## WORK INSTRUCTIONS
Repeat, exactly and alone, every line from the line that contains "Each instance of the white ceramic" to the end of the entries.

## Object location annotation data
'''
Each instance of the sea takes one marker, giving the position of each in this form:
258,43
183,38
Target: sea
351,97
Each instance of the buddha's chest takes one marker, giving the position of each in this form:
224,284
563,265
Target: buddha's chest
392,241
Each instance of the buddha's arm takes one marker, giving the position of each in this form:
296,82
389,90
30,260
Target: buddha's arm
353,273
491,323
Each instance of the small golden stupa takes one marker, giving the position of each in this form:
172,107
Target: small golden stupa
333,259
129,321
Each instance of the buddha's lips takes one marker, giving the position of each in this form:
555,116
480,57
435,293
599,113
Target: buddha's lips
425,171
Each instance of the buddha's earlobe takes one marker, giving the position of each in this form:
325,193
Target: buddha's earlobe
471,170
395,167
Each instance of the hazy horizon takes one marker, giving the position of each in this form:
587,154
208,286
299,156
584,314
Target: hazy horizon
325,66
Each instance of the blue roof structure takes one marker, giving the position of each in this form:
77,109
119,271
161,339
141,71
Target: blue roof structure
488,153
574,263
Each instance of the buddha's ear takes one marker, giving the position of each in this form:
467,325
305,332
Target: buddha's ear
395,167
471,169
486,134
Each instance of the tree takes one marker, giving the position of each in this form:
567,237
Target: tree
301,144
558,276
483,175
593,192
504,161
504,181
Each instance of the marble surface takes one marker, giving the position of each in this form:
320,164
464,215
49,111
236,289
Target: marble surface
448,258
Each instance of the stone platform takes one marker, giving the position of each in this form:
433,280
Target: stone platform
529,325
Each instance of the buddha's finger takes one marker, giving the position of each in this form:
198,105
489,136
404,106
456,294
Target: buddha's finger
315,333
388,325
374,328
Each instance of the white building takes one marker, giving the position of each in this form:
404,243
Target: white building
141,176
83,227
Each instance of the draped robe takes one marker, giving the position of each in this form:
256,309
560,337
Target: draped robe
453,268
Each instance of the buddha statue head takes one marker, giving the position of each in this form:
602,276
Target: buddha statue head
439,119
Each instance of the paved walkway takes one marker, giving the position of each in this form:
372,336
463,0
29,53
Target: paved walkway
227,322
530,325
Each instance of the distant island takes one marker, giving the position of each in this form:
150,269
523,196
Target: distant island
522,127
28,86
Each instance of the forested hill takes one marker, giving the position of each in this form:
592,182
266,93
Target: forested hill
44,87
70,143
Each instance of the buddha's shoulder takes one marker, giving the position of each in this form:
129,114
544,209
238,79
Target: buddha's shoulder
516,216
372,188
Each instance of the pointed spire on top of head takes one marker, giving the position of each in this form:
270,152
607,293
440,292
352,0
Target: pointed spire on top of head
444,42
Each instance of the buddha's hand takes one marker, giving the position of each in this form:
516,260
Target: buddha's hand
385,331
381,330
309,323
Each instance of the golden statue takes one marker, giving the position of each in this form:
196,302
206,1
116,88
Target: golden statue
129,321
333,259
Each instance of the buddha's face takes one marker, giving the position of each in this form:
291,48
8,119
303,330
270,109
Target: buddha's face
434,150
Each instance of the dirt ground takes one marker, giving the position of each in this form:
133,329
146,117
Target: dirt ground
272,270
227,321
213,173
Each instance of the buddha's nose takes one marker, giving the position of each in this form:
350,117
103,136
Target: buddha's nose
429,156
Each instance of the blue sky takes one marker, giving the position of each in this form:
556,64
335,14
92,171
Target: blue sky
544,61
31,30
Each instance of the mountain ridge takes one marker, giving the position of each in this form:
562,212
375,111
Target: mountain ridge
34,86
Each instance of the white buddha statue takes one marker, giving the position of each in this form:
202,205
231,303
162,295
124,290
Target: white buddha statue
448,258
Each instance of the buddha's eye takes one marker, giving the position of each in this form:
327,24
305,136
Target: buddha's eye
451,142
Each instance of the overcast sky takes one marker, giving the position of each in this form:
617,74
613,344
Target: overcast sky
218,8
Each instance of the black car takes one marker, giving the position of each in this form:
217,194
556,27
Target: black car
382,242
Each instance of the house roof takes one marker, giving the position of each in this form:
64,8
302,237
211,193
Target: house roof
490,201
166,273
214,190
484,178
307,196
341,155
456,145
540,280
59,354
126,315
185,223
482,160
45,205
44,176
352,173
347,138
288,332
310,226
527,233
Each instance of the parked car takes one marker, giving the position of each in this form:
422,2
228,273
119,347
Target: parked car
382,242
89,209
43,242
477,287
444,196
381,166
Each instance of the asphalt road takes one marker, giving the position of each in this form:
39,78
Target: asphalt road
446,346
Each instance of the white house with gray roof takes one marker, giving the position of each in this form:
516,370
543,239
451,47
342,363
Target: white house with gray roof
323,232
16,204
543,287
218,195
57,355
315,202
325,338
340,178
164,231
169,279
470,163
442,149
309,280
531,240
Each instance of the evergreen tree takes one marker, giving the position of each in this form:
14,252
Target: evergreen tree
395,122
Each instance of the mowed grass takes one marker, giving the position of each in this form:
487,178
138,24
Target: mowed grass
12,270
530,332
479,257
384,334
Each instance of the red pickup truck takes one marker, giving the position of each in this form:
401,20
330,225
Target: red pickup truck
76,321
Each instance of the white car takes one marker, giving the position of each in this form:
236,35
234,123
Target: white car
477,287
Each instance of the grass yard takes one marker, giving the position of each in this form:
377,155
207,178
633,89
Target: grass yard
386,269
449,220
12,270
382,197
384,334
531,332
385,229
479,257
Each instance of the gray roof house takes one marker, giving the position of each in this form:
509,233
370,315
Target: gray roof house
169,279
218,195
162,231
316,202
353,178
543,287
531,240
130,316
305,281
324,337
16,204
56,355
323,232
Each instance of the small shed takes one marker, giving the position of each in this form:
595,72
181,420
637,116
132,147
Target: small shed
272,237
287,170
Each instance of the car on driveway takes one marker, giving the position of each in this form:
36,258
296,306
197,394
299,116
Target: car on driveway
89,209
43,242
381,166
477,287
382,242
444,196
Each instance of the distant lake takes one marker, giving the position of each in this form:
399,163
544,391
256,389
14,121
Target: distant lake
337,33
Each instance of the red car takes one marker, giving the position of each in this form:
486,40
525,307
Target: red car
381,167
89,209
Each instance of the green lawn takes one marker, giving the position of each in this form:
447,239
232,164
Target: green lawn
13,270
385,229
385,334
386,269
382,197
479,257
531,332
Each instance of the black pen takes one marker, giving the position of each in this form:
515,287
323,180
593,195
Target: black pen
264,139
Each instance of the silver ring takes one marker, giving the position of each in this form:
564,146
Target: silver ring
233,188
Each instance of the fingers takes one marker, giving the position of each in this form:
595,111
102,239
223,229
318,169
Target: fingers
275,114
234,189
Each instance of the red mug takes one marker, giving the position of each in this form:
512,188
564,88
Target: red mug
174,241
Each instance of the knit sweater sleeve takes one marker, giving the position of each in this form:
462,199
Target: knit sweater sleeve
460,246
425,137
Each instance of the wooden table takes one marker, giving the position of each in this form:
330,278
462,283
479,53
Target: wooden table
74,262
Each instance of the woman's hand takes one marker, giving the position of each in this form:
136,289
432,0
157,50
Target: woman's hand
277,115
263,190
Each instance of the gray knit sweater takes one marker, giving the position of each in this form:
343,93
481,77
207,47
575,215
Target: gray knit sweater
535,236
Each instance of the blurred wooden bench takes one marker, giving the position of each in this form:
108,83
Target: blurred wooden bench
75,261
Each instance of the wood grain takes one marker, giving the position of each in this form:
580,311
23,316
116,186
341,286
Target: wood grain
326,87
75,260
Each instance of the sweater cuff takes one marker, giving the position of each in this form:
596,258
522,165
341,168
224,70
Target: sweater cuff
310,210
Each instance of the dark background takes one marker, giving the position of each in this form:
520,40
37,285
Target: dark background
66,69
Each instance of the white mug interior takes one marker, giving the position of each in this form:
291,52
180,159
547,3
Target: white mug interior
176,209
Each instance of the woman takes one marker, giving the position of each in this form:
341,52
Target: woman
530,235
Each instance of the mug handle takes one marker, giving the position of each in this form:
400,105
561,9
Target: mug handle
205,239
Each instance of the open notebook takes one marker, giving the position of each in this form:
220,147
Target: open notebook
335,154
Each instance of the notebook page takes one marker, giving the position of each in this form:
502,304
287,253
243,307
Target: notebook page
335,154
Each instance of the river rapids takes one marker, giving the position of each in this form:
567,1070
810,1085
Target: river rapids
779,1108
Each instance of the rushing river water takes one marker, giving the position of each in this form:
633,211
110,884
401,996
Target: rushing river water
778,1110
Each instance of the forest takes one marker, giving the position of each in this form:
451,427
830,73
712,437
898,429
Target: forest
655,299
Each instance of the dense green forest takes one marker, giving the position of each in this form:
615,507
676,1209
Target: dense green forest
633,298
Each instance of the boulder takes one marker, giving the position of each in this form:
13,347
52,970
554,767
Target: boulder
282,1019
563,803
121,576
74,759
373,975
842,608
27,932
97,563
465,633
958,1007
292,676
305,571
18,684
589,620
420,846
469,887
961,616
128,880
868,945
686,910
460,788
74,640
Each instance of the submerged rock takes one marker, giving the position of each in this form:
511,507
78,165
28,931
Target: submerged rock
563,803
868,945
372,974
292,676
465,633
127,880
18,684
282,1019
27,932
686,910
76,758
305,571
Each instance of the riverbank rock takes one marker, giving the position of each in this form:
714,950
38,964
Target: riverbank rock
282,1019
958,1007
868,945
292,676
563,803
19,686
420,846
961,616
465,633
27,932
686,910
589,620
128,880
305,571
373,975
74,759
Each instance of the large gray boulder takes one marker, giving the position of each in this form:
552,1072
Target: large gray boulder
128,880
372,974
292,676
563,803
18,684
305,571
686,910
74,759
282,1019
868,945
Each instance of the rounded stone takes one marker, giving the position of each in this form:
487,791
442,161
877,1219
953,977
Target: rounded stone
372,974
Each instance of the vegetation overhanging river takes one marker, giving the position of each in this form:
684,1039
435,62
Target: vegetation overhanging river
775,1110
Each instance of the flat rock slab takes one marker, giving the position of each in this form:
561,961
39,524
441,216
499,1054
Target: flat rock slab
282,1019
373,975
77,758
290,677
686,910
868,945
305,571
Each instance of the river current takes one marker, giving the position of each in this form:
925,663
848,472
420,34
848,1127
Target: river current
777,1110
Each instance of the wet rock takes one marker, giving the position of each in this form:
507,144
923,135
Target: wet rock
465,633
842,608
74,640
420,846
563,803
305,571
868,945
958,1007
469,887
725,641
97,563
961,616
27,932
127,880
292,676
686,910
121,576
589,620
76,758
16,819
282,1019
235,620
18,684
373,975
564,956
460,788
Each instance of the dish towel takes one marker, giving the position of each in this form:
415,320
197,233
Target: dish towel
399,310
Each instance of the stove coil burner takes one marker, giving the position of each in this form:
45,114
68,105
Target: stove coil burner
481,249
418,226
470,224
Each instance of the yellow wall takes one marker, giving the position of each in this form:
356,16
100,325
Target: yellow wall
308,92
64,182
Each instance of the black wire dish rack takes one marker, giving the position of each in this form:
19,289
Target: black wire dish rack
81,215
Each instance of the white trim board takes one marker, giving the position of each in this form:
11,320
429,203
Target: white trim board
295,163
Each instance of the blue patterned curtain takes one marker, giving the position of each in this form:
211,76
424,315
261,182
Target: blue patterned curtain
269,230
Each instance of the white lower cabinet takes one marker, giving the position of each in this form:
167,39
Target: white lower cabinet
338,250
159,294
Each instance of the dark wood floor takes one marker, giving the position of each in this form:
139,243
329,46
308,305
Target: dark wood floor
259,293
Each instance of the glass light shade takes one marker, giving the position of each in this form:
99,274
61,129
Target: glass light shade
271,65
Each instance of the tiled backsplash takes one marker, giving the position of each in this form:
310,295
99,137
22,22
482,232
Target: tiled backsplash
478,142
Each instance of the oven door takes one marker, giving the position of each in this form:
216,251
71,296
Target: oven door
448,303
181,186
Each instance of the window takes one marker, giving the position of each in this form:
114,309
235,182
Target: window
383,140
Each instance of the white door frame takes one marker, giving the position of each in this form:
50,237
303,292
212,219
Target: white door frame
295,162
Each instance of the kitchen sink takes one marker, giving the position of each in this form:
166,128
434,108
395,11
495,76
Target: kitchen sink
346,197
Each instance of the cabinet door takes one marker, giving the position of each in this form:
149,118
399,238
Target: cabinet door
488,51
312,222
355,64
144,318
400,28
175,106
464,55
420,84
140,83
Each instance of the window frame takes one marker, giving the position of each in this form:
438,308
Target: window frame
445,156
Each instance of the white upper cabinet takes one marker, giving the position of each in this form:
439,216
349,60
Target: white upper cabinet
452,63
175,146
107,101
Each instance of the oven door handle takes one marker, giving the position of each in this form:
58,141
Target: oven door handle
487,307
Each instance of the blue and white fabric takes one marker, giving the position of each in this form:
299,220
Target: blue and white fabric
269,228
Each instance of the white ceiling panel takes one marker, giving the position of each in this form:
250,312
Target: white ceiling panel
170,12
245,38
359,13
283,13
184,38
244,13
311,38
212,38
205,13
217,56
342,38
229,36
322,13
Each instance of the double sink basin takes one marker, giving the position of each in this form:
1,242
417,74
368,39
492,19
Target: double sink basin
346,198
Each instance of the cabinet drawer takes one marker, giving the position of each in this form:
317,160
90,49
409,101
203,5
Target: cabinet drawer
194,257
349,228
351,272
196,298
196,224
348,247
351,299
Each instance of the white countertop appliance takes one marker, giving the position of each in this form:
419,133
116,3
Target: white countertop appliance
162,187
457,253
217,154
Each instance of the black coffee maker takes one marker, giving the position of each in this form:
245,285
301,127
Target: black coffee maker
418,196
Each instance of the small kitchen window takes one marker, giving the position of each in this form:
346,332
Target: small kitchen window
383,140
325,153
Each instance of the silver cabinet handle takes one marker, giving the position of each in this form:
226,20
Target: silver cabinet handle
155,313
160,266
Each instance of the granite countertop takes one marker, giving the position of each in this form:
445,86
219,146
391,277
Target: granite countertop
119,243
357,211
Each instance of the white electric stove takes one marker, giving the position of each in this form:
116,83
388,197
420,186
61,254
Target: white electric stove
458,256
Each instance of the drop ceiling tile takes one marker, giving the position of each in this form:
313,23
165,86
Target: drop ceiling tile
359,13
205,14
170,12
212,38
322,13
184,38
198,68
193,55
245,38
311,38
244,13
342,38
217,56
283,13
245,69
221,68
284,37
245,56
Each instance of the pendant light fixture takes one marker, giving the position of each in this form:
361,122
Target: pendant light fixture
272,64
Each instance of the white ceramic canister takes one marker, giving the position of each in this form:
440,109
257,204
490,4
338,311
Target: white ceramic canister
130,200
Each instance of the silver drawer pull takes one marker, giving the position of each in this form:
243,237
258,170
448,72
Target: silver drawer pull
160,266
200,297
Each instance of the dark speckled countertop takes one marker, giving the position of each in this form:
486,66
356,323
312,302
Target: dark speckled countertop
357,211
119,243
'''
## OUTPUT
Each instance of the white ceramic canister takes one marker, giving the position of each in this form:
440,109
257,204
490,4
338,311
Target: white ceramic canister
130,200
Each instance of the silver drawer pull takes one marker, giving the position of each in this form:
243,237
258,170
448,72
Target: silver drawer pull
160,266
200,297
Each instance of the dark speckled countertop takes one marker, giving the position of each in this form:
486,66
356,323
312,302
Target: dark speckled countertop
357,211
119,243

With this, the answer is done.